Exercise prompt: Display each line in the rows below that contains the string "wristwatch".

Stored entries
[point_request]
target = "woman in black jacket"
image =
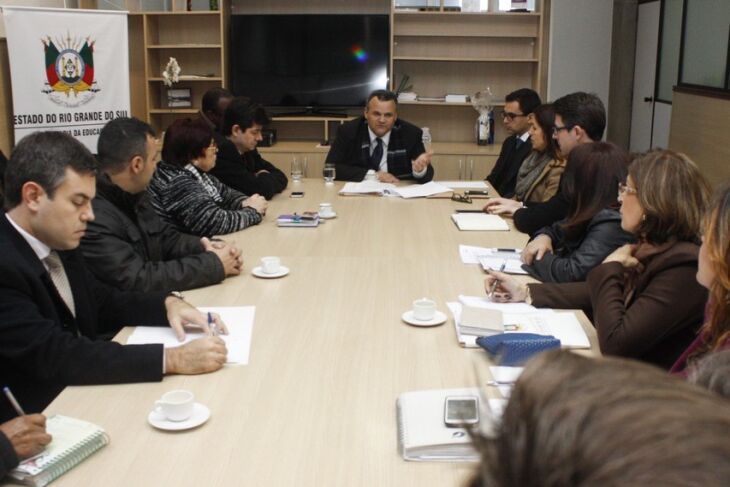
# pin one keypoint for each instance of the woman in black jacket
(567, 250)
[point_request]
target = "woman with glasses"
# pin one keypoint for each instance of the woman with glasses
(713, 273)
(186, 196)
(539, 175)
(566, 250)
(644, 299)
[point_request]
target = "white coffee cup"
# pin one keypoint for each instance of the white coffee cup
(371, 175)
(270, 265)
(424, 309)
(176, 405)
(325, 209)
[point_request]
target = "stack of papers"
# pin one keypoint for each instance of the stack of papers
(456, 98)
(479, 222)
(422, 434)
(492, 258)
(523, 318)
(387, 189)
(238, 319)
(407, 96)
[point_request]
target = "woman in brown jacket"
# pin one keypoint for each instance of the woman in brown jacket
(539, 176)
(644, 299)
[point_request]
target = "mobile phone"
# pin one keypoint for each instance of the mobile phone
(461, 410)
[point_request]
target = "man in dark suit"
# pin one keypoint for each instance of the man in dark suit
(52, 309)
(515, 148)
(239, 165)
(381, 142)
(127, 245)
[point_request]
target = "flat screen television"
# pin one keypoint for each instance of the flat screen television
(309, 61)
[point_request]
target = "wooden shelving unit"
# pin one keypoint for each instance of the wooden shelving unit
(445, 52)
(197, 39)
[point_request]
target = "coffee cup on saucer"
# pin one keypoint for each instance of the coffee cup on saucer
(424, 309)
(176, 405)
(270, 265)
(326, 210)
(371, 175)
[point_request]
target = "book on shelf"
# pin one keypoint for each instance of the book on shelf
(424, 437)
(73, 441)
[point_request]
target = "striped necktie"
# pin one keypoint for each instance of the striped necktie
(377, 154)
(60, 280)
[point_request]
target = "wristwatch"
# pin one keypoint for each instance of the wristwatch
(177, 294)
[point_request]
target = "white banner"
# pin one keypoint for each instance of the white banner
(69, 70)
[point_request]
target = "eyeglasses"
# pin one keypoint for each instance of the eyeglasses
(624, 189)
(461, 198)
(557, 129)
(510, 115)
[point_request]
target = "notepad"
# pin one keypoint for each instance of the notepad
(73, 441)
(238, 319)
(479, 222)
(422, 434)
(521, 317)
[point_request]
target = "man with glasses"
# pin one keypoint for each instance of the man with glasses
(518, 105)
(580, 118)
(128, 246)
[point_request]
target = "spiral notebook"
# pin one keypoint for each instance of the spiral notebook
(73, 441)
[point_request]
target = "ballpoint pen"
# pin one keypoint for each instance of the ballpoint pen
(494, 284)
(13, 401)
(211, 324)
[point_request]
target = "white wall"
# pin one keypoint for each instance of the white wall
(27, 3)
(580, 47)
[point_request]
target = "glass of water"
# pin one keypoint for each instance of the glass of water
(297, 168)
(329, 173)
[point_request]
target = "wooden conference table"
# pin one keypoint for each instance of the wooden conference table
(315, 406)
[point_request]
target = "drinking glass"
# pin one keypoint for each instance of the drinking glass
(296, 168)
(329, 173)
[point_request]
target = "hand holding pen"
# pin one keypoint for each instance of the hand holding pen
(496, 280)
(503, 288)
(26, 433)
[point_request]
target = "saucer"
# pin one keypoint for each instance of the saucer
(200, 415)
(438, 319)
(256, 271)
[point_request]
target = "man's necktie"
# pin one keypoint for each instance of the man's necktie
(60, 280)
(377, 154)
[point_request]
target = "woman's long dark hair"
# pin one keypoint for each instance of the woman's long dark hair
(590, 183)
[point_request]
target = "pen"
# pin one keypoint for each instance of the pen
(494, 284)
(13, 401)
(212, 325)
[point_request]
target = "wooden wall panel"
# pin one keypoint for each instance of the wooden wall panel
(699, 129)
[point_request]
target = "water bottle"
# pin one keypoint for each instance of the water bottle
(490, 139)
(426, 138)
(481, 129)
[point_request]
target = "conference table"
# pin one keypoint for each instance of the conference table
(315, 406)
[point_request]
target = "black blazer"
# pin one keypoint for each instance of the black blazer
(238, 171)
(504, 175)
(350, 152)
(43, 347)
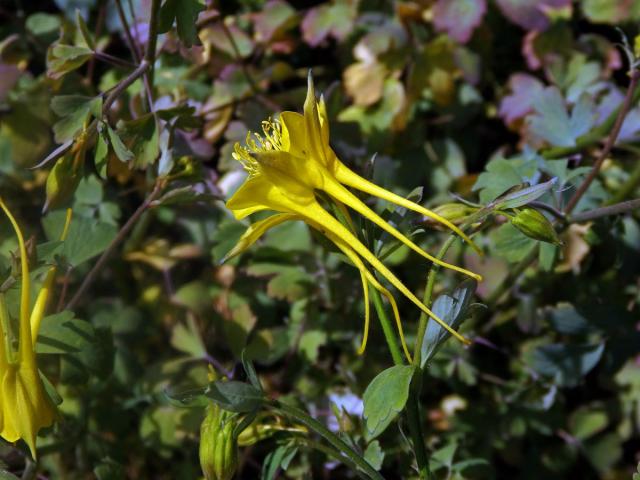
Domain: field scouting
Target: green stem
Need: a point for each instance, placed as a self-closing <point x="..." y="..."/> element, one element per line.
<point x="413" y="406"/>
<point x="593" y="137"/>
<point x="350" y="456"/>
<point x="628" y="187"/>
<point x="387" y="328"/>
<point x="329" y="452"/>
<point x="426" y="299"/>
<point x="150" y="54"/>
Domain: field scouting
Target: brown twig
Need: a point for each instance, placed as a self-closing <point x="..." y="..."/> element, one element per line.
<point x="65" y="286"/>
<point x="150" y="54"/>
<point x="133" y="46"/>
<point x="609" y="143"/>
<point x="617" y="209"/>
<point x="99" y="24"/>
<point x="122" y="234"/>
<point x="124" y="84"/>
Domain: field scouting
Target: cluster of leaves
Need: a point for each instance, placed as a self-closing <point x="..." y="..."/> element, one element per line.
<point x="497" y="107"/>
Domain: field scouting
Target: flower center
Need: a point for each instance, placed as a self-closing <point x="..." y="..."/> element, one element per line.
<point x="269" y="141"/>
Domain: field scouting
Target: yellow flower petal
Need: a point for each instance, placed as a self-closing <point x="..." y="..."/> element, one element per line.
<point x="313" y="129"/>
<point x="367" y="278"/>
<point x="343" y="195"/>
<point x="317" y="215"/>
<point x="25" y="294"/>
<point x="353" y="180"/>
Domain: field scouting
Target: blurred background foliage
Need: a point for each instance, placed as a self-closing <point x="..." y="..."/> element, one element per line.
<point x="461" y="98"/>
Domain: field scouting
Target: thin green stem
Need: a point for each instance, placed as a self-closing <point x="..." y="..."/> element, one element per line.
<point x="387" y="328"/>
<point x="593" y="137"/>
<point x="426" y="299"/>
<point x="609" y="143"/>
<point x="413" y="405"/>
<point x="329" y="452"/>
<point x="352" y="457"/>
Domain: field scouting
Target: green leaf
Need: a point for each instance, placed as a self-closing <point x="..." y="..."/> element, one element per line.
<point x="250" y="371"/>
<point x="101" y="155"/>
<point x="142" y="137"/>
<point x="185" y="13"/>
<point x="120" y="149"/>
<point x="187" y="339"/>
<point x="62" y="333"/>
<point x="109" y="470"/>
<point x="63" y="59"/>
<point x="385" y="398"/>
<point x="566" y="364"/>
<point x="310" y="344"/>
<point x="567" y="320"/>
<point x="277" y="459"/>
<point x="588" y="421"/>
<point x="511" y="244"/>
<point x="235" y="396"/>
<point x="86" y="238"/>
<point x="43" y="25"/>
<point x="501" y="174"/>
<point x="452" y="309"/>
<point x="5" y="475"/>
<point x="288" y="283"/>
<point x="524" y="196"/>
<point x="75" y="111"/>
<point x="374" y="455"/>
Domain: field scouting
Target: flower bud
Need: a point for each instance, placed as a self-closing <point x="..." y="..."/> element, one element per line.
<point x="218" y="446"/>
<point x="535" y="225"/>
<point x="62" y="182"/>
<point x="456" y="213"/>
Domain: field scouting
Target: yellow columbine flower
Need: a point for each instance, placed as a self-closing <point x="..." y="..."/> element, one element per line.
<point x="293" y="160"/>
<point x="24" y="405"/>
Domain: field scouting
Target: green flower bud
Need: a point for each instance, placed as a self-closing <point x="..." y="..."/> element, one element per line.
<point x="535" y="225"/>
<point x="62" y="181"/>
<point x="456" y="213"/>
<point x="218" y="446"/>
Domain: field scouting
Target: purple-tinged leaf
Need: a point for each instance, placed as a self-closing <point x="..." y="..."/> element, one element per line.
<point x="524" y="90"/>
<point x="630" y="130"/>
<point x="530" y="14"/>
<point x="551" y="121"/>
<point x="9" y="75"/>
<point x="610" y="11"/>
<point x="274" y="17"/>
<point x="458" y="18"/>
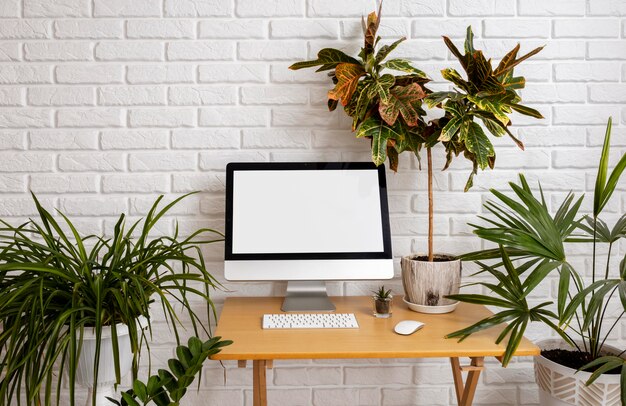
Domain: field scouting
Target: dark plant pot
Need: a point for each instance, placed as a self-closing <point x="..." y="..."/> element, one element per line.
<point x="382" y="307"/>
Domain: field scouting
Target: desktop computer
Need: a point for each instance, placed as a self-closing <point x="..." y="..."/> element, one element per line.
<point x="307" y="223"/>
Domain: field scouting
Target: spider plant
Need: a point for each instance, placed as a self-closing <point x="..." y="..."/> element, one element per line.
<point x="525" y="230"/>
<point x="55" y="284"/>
* * *
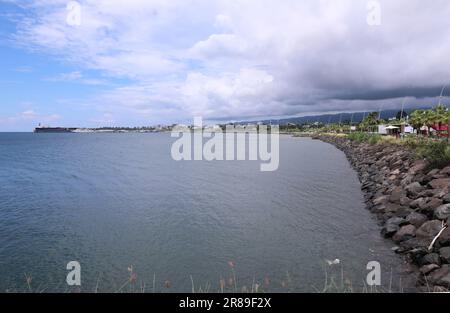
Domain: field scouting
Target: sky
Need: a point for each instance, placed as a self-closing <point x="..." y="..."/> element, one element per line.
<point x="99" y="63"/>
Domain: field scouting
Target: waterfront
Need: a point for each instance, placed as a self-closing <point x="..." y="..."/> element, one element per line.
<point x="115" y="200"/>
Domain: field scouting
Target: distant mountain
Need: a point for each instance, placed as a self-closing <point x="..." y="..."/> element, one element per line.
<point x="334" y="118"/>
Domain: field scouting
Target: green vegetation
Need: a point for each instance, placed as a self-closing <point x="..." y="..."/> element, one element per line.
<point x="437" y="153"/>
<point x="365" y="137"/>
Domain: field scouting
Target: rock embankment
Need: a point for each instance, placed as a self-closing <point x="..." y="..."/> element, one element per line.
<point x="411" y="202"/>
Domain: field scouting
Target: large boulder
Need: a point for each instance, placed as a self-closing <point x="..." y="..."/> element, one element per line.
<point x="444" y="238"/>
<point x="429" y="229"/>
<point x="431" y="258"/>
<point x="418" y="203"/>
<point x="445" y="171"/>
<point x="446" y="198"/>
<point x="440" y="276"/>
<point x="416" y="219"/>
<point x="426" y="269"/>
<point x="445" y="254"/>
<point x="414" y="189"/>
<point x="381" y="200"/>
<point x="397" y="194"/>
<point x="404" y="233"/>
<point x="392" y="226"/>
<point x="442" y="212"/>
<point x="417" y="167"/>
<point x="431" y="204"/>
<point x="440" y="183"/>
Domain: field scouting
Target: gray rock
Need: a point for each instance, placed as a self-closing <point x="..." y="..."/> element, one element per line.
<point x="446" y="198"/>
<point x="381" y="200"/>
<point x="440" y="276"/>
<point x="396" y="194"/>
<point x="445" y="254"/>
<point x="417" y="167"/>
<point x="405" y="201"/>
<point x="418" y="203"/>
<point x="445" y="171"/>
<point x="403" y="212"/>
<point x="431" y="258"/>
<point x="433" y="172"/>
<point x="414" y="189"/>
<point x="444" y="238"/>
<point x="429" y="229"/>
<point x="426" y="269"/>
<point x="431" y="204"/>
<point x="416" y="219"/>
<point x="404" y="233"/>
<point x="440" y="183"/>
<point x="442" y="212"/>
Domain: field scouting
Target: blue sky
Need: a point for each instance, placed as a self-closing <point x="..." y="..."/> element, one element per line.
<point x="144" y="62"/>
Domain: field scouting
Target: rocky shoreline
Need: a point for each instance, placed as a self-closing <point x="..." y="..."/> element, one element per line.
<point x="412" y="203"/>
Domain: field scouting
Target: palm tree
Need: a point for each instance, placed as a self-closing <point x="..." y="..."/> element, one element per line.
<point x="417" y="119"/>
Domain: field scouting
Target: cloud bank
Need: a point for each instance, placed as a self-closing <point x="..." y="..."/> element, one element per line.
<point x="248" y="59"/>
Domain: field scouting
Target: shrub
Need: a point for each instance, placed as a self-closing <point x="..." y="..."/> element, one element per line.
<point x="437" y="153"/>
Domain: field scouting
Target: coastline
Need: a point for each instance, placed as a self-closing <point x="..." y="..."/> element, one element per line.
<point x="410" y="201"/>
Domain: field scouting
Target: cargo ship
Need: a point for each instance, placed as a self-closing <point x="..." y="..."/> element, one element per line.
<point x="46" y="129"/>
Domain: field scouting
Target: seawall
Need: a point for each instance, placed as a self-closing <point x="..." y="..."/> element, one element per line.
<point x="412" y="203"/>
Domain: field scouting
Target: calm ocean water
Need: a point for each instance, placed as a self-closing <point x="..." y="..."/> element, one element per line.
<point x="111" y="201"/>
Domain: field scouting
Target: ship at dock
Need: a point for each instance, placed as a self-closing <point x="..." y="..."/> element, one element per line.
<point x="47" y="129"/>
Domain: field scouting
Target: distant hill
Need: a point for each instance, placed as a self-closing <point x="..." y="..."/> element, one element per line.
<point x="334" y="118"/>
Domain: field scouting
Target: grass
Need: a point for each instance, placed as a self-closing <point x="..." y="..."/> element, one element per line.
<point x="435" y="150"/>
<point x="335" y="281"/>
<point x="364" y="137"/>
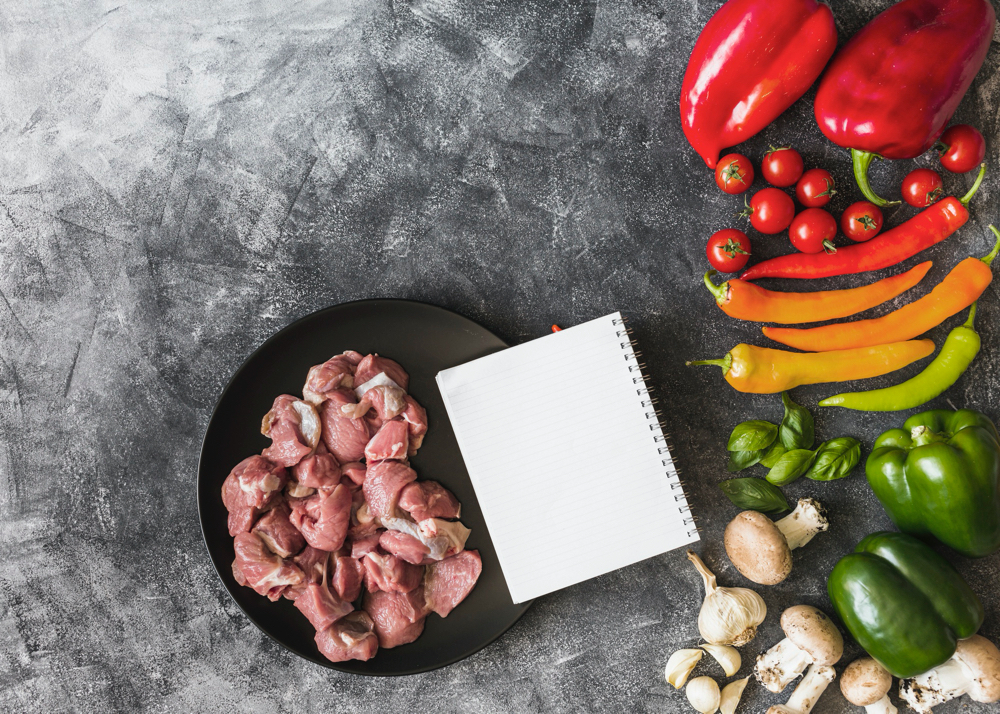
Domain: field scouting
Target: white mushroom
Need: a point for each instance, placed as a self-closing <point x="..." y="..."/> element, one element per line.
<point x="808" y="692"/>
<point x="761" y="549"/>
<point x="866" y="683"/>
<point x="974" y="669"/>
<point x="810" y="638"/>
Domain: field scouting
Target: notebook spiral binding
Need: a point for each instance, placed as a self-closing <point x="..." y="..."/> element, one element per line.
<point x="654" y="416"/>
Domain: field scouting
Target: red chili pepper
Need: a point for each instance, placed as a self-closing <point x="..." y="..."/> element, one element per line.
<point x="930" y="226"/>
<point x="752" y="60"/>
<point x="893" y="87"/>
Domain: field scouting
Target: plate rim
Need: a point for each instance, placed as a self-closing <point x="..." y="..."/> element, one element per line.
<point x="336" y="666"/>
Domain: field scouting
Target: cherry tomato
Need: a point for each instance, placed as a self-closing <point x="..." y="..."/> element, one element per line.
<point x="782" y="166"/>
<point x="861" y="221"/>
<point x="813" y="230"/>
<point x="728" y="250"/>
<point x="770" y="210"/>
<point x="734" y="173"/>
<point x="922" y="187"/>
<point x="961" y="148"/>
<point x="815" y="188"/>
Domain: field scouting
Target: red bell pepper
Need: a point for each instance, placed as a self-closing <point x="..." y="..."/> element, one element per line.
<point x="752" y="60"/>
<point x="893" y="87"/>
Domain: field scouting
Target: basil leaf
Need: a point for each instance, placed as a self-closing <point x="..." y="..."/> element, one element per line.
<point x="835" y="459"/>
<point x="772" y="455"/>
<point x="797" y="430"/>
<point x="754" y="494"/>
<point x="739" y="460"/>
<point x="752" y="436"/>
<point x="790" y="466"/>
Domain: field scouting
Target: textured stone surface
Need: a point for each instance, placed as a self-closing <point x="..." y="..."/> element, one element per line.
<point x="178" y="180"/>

Solution for this problem:
target = "wristwatch"
# pin one keypoint for each instance of the wristwatch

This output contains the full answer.